* START Data for the task *

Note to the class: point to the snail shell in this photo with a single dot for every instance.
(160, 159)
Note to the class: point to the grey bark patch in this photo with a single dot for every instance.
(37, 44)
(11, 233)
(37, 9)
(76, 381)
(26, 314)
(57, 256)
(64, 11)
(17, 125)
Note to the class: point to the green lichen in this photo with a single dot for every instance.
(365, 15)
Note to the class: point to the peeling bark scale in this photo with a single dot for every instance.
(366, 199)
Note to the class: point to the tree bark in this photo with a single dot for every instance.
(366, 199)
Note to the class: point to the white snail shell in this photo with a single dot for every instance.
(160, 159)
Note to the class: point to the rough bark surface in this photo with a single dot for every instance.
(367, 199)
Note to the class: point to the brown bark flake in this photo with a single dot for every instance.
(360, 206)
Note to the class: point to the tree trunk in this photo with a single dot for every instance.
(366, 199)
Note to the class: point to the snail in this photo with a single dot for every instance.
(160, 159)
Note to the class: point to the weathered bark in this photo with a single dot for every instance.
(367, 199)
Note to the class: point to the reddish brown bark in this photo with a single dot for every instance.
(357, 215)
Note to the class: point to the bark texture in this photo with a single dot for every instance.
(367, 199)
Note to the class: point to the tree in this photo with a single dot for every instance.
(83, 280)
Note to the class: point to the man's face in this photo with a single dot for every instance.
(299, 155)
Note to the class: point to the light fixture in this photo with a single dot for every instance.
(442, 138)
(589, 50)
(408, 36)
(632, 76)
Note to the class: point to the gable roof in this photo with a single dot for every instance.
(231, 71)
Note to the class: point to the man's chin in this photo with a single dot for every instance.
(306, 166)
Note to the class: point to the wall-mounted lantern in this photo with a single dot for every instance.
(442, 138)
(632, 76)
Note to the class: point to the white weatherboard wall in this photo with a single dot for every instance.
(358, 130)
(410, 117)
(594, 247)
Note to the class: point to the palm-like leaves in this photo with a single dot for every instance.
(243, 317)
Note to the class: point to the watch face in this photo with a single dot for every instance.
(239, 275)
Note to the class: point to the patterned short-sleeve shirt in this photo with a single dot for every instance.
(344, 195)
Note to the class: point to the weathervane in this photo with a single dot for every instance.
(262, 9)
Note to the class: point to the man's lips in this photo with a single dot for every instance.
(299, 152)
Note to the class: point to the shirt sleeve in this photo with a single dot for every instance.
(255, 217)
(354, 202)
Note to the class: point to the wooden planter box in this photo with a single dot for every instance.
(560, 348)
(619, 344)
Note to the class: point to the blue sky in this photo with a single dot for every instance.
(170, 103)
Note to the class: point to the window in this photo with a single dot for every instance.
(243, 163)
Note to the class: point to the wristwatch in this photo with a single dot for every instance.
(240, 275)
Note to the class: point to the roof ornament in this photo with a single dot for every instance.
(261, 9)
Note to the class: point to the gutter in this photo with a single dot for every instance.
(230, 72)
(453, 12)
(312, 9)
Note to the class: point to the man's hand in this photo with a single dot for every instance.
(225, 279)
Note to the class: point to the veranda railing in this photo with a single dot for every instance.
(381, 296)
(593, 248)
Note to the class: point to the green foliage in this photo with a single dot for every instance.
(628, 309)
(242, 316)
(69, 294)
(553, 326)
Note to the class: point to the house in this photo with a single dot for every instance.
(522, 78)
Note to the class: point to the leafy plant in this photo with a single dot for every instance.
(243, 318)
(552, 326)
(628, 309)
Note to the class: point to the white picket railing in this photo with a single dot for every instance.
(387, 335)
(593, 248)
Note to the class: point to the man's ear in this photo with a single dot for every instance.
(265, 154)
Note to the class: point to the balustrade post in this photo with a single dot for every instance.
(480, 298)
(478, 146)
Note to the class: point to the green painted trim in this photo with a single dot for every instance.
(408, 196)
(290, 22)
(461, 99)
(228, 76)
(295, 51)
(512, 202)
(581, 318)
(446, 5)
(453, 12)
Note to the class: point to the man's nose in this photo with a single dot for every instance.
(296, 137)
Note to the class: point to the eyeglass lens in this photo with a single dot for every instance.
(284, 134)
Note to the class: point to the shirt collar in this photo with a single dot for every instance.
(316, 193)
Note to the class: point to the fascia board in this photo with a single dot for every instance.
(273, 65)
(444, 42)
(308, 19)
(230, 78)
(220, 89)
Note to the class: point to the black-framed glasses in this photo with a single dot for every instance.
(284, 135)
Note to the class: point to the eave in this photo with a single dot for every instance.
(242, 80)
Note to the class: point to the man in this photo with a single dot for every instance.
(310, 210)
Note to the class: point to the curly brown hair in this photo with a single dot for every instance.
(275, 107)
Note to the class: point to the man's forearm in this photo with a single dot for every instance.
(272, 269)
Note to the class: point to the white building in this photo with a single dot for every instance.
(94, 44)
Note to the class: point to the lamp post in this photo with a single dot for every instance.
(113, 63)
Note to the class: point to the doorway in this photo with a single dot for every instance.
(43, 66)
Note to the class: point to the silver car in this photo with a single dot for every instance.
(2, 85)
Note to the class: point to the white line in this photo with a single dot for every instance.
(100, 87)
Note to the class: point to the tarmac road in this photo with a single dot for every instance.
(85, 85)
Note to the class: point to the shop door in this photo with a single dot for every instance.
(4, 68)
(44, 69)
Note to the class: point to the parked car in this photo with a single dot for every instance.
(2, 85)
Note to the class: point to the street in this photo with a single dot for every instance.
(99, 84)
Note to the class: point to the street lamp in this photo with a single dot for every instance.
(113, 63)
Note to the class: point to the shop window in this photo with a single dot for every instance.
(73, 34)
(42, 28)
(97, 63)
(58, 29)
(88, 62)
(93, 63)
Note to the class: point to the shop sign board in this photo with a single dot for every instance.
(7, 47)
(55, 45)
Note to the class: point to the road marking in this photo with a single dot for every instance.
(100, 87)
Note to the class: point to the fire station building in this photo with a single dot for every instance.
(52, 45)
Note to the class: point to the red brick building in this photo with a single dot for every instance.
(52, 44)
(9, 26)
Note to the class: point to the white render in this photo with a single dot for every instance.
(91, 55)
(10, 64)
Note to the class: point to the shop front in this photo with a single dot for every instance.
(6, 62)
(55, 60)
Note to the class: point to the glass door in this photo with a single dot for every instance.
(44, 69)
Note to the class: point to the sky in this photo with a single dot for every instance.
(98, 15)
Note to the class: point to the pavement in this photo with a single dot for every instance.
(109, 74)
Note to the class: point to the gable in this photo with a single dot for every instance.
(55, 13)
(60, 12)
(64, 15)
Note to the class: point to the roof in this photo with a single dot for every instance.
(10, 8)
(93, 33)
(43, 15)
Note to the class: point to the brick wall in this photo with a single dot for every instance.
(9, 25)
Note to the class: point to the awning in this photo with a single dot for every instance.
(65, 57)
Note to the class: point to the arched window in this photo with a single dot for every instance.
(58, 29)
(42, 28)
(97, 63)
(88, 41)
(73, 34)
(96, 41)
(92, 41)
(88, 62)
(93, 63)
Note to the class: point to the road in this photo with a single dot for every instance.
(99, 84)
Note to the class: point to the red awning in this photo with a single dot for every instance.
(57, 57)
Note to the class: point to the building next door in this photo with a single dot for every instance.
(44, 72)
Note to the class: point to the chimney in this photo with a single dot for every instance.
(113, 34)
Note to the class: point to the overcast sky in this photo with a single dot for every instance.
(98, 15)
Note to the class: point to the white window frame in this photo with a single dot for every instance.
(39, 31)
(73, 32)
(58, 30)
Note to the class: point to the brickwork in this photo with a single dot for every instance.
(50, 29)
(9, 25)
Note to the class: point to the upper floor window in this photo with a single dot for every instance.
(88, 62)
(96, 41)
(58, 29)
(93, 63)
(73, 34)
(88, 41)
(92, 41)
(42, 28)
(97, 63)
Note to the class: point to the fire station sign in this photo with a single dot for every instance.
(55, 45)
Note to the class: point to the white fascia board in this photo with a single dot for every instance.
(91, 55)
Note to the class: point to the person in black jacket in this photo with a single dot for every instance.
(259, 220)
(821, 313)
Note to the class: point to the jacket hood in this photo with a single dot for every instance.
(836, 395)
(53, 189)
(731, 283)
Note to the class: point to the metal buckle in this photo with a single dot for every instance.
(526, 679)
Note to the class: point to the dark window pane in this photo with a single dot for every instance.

* END Data for the task *

- _Goal of the exercise_:
Only the lines from the one containing "Note to the class: point to the upper" through the end of the material should be reproduced, exactly, with both ends included.

- _Final answer_:
Note to the class: point to the upper floor window in this photo with a single dot for every instance.
(88, 62)
(96, 41)
(58, 29)
(93, 63)
(73, 34)
(88, 41)
(92, 41)
(42, 28)
(97, 63)
Note to the class: point to the fire station sign in this photo with a single dot for every instance.
(55, 45)
Note to the class: point to the white fascia board in this photo with a single dot for every instance.
(91, 55)
Note to the class: point to the person in black jacket in this photo with a single dot for every instance.
(259, 220)
(821, 313)
Note to the class: point to the jacket hood in this photo with a single dot for every instance.
(836, 395)
(53, 189)
(731, 283)
Note to the class: point to the metal buckle in this photo with a single dot for every instance.
(526, 679)
Note to the class: point to the dark window pane in this photo with a single dot for every instance.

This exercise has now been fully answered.